Problem: Your output should consist of the data, copied exactly.

(Beginning of Extracted information)

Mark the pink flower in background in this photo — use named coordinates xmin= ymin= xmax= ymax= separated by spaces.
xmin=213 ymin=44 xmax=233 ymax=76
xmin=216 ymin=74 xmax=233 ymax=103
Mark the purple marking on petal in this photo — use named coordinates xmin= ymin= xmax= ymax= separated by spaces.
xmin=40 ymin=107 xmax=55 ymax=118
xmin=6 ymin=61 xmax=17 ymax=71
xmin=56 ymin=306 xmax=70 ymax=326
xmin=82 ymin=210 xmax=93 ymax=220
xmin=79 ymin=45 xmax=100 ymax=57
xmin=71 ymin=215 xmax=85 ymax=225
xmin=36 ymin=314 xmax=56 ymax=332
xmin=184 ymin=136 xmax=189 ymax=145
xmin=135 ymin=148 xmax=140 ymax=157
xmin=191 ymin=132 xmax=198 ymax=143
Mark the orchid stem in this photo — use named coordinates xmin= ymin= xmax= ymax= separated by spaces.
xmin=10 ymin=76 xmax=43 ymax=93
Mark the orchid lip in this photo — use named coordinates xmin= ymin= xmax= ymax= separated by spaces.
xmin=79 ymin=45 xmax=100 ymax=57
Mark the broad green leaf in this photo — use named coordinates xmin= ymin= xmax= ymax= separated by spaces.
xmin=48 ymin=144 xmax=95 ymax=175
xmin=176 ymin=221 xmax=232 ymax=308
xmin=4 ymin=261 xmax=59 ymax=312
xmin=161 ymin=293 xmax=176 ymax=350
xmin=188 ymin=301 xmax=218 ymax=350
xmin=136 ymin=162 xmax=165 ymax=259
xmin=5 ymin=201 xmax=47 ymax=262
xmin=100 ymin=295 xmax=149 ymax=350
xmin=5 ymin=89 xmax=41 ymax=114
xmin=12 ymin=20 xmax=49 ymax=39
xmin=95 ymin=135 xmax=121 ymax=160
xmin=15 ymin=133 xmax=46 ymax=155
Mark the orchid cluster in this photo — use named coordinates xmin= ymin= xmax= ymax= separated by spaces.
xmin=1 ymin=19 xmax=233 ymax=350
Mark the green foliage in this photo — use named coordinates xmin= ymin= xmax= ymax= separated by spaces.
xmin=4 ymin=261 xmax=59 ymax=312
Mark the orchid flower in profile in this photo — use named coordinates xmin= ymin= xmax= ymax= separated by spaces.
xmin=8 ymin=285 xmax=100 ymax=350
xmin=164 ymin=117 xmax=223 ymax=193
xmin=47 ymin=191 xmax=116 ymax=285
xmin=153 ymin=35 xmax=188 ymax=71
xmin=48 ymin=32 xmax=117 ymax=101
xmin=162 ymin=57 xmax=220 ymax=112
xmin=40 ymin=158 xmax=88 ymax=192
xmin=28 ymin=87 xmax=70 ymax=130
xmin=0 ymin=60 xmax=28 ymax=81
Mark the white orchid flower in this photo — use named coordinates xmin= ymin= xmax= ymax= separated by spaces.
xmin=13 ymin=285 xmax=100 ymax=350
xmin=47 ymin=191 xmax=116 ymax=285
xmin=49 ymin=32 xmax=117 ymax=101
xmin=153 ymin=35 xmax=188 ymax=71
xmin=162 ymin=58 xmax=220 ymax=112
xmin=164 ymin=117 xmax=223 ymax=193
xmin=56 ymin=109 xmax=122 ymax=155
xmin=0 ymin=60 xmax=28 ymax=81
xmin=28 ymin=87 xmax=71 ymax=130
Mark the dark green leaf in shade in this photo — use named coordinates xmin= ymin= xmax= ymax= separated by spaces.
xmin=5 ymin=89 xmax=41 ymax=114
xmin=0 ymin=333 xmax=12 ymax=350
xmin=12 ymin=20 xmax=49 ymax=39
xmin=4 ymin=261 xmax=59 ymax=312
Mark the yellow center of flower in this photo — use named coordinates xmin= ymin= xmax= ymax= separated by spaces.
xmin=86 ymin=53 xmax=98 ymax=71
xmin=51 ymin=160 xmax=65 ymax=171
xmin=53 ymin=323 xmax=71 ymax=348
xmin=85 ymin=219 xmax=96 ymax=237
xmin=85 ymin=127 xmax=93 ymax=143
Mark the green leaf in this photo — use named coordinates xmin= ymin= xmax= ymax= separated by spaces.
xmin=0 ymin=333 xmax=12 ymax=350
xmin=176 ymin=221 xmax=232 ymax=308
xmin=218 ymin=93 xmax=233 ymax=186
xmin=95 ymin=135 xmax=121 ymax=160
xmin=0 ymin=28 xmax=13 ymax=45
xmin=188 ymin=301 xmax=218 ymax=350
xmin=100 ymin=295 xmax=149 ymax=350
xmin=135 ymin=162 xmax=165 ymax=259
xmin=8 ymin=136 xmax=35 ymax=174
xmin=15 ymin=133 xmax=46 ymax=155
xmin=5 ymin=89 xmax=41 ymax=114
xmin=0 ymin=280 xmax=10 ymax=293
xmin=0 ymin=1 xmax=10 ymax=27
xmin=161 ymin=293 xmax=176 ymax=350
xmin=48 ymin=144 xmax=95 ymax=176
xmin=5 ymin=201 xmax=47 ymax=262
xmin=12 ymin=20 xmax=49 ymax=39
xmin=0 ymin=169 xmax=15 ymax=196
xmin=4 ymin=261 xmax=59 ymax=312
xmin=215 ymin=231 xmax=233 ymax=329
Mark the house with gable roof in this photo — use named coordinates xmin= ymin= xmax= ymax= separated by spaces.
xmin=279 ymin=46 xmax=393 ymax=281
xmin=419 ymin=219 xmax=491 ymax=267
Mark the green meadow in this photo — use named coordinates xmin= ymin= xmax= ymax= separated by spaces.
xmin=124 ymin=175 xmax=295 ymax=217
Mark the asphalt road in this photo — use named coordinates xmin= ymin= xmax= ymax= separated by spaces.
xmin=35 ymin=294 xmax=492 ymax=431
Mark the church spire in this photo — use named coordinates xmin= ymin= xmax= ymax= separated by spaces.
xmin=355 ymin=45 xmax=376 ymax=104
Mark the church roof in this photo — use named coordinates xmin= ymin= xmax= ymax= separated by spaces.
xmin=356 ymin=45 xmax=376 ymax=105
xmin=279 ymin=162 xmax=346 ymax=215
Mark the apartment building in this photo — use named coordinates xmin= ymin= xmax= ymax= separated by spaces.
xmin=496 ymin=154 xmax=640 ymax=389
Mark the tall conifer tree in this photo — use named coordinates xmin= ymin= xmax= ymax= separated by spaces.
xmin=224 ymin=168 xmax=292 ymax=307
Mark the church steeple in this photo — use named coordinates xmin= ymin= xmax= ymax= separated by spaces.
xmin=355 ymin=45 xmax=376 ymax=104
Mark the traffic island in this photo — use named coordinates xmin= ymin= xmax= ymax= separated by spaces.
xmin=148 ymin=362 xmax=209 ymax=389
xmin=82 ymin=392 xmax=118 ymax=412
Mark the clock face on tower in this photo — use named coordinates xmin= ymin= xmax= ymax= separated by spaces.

(End of Extracted information)

Output of the exercise:
Mark the pink flower in background in this photo — use named coordinates xmin= ymin= xmax= ymax= separated by spaces.
xmin=213 ymin=44 xmax=233 ymax=76
xmin=216 ymin=74 xmax=233 ymax=103
Mark the purple marking on petal in this photo — use named coordinates xmin= ymin= xmax= ymax= separated by spaces.
xmin=40 ymin=107 xmax=55 ymax=118
xmin=6 ymin=61 xmax=17 ymax=71
xmin=56 ymin=306 xmax=70 ymax=326
xmin=82 ymin=210 xmax=93 ymax=220
xmin=79 ymin=45 xmax=100 ymax=57
xmin=71 ymin=215 xmax=85 ymax=225
xmin=36 ymin=314 xmax=56 ymax=332
xmin=184 ymin=136 xmax=189 ymax=145
xmin=135 ymin=148 xmax=140 ymax=157
xmin=191 ymin=132 xmax=198 ymax=143
Mark the orchid stem in this photo — use named coordinates xmin= ymin= xmax= ymax= separated by spaces.
xmin=10 ymin=76 xmax=43 ymax=93
Mark the orchid lip in this photo — use named coordinates xmin= ymin= xmax= ymax= separated by spaces.
xmin=79 ymin=45 xmax=100 ymax=57
Mark the broad green leaf in this photo — use named coordinates xmin= ymin= xmax= ymax= separated by spaces.
xmin=48 ymin=144 xmax=95 ymax=175
xmin=176 ymin=221 xmax=232 ymax=308
xmin=4 ymin=261 xmax=59 ymax=312
xmin=161 ymin=293 xmax=176 ymax=350
xmin=188 ymin=301 xmax=218 ymax=350
xmin=136 ymin=162 xmax=165 ymax=259
xmin=5 ymin=201 xmax=47 ymax=262
xmin=100 ymin=295 xmax=149 ymax=350
xmin=5 ymin=89 xmax=41 ymax=114
xmin=12 ymin=20 xmax=49 ymax=39
xmin=95 ymin=135 xmax=121 ymax=160
xmin=15 ymin=133 xmax=46 ymax=155
Mark the orchid cluster in this photo — use named coordinates xmin= ymin= xmax= ymax= separated by spaces.
xmin=1 ymin=19 xmax=233 ymax=350
Mark the green foliage in this photo — use named coordinates xmin= ymin= xmax= ymax= separated by spaces.
xmin=4 ymin=261 xmax=59 ymax=312
Mark the orchid flower in profile in this photo — use named coordinates xmin= ymin= xmax= ymax= separated by spaces.
xmin=8 ymin=285 xmax=100 ymax=350
xmin=164 ymin=117 xmax=223 ymax=193
xmin=47 ymin=191 xmax=116 ymax=285
xmin=153 ymin=35 xmax=188 ymax=71
xmin=48 ymin=32 xmax=117 ymax=101
xmin=162 ymin=57 xmax=220 ymax=112
xmin=40 ymin=158 xmax=88 ymax=192
xmin=28 ymin=87 xmax=70 ymax=130
xmin=0 ymin=60 xmax=28 ymax=81
Mark the white orchid flower in this photo — use named coordinates xmin= ymin= xmax= ymax= separated by spaces.
xmin=13 ymin=285 xmax=100 ymax=350
xmin=47 ymin=191 xmax=116 ymax=285
xmin=49 ymin=32 xmax=117 ymax=101
xmin=153 ymin=35 xmax=188 ymax=71
xmin=162 ymin=58 xmax=220 ymax=112
xmin=164 ymin=117 xmax=223 ymax=193
xmin=56 ymin=109 xmax=122 ymax=155
xmin=0 ymin=60 xmax=28 ymax=81
xmin=28 ymin=87 xmax=71 ymax=130
Mark the dark green leaf in shade in this photo — use named coordinates xmin= ymin= xmax= ymax= separated by spaces.
xmin=5 ymin=89 xmax=41 ymax=114
xmin=0 ymin=333 xmax=12 ymax=350
xmin=12 ymin=20 xmax=49 ymax=39
xmin=4 ymin=261 xmax=59 ymax=312
Mark the yellow center of flower in this photo — use named coordinates xmin= ymin= xmax= ymax= separated by spaces.
xmin=86 ymin=53 xmax=98 ymax=71
xmin=51 ymin=160 xmax=65 ymax=171
xmin=53 ymin=323 xmax=71 ymax=348
xmin=85 ymin=219 xmax=96 ymax=237
xmin=85 ymin=127 xmax=93 ymax=143
Mark the green leaf in this photo — use named coordinates xmin= ymin= xmax= ymax= separated by spaces.
xmin=0 ymin=333 xmax=12 ymax=350
xmin=176 ymin=221 xmax=232 ymax=308
xmin=218 ymin=93 xmax=233 ymax=186
xmin=95 ymin=135 xmax=121 ymax=160
xmin=0 ymin=28 xmax=13 ymax=45
xmin=188 ymin=301 xmax=218 ymax=350
xmin=100 ymin=295 xmax=149 ymax=350
xmin=135 ymin=162 xmax=165 ymax=259
xmin=8 ymin=136 xmax=35 ymax=174
xmin=15 ymin=133 xmax=46 ymax=155
xmin=5 ymin=89 xmax=41 ymax=114
xmin=0 ymin=280 xmax=10 ymax=293
xmin=0 ymin=1 xmax=10 ymax=27
xmin=161 ymin=293 xmax=176 ymax=350
xmin=48 ymin=144 xmax=95 ymax=176
xmin=5 ymin=201 xmax=47 ymax=262
xmin=12 ymin=20 xmax=49 ymax=39
xmin=0 ymin=169 xmax=15 ymax=196
xmin=4 ymin=261 xmax=59 ymax=312
xmin=215 ymin=231 xmax=233 ymax=329
Mark the house with gable roof in this photo — use named coordinates xmin= ymin= xmax= ymax= separated by spaces.
xmin=279 ymin=46 xmax=393 ymax=281
xmin=419 ymin=219 xmax=491 ymax=267
Mark the green meadow in this photo — use named coordinates xmin= ymin= xmax= ymax= separated by spaces.
xmin=124 ymin=175 xmax=295 ymax=217
Mark the asphalt road in this photo — use named coordinates xmin= ymin= xmax= ymax= separated by spaces.
xmin=35 ymin=294 xmax=492 ymax=431
Mark the church spire in this photo — use named coordinates xmin= ymin= xmax= ymax= separated by spaces.
xmin=355 ymin=45 xmax=376 ymax=104
Mark the church roof in this photo — use named coordinates xmin= ymin= xmax= ymax= separated by spaces.
xmin=356 ymin=45 xmax=376 ymax=105
xmin=279 ymin=162 xmax=346 ymax=215
Mark the apartment building in this photo — use named coordinates xmin= ymin= xmax= ymax= separated by spaces.
xmin=496 ymin=154 xmax=640 ymax=389
Mark the tall conifer tree in this photo — use named coordinates xmin= ymin= xmax= ymax= separated by spaces.
xmin=224 ymin=168 xmax=292 ymax=307
Mark the church steeple in this photo — use named coordinates xmin= ymin= xmax= ymax= separated by spaces.
xmin=355 ymin=45 xmax=376 ymax=104
Mark the traffic island in this photo — use named coordinates xmin= ymin= xmax= ymax= separated by spaces.
xmin=148 ymin=362 xmax=209 ymax=389
xmin=82 ymin=392 xmax=118 ymax=412
Mark the clock face on tower in this photo — use named coordinates xmin= ymin= xmax= ymax= separated by spaces.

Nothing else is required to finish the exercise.